**Exercise aim**
Reproduce the section of the listing that begins at the line containing "198L754 205L755 220L753" and finishes at the line containing "positive clicks: (20, 219)". Include both end lines and nothing beyond them.

**Records shown**
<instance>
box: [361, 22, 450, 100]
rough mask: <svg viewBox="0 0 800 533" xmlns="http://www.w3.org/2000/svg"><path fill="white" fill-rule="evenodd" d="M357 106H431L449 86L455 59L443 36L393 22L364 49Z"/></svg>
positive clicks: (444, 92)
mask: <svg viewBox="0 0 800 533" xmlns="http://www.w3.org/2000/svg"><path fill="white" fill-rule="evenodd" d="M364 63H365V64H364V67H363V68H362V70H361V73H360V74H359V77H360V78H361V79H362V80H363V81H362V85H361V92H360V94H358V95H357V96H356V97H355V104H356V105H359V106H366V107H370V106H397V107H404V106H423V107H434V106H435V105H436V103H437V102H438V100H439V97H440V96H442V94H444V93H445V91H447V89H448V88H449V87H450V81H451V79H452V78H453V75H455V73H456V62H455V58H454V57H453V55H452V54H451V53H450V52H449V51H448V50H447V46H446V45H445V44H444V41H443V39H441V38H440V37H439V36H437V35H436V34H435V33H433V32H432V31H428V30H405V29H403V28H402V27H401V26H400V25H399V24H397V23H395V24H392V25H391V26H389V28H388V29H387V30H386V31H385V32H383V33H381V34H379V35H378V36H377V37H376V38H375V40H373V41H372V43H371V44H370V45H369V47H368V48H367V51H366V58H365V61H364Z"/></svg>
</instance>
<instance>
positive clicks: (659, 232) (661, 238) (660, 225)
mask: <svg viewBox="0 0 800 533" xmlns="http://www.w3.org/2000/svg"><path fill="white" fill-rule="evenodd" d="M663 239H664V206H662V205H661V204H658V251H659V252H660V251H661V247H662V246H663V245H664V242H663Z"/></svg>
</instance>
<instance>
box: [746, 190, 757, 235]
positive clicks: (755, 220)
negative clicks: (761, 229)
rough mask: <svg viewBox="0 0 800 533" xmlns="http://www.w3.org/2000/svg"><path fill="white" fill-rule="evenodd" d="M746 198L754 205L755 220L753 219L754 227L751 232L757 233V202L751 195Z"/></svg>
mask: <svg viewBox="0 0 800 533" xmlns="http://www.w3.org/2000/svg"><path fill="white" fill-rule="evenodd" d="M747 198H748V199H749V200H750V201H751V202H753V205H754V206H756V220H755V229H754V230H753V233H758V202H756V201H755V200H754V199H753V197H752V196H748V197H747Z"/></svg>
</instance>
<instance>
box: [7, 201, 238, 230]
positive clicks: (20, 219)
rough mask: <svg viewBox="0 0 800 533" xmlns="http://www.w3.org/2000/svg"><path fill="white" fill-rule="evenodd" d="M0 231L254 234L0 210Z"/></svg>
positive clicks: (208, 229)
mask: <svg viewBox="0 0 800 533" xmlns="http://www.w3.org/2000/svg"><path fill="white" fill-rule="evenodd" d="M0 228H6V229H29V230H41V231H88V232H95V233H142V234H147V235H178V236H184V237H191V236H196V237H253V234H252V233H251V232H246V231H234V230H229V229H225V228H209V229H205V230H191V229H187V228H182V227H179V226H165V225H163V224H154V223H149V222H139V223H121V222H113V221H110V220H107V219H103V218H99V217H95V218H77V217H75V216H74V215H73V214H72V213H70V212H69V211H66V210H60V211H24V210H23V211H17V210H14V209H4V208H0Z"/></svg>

* * *

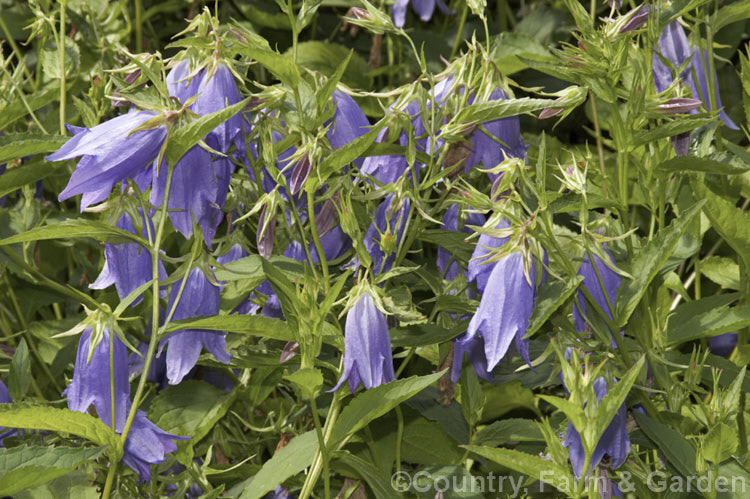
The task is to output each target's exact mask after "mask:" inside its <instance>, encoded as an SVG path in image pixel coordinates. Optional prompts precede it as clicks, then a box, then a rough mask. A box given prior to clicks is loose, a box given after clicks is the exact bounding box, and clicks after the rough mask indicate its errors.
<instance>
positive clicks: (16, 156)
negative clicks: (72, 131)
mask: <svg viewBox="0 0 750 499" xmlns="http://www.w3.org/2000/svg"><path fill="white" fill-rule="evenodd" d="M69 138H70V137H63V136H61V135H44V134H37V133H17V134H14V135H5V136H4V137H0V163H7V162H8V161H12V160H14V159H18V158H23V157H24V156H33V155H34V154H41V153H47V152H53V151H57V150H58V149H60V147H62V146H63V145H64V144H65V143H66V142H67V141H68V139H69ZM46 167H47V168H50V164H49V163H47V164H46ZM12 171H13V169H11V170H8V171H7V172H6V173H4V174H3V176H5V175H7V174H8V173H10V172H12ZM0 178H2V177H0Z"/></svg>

**Output below**
rough mask: <svg viewBox="0 0 800 533" xmlns="http://www.w3.org/2000/svg"><path fill="white" fill-rule="evenodd" d="M746 198L754 205L755 220L753 219L754 227L751 232L757 233V202L751 195Z"/></svg>
mask: <svg viewBox="0 0 800 533" xmlns="http://www.w3.org/2000/svg"><path fill="white" fill-rule="evenodd" d="M747 198H748V199H749V200H750V201H751V202H753V205H754V206H756V220H755V229H754V230H753V233H758V202H756V201H755V200H754V199H753V197H752V196H748V197H747Z"/></svg>
</instance>
<instance>
box: [7, 201, 238, 230]
positive clicks: (20, 219)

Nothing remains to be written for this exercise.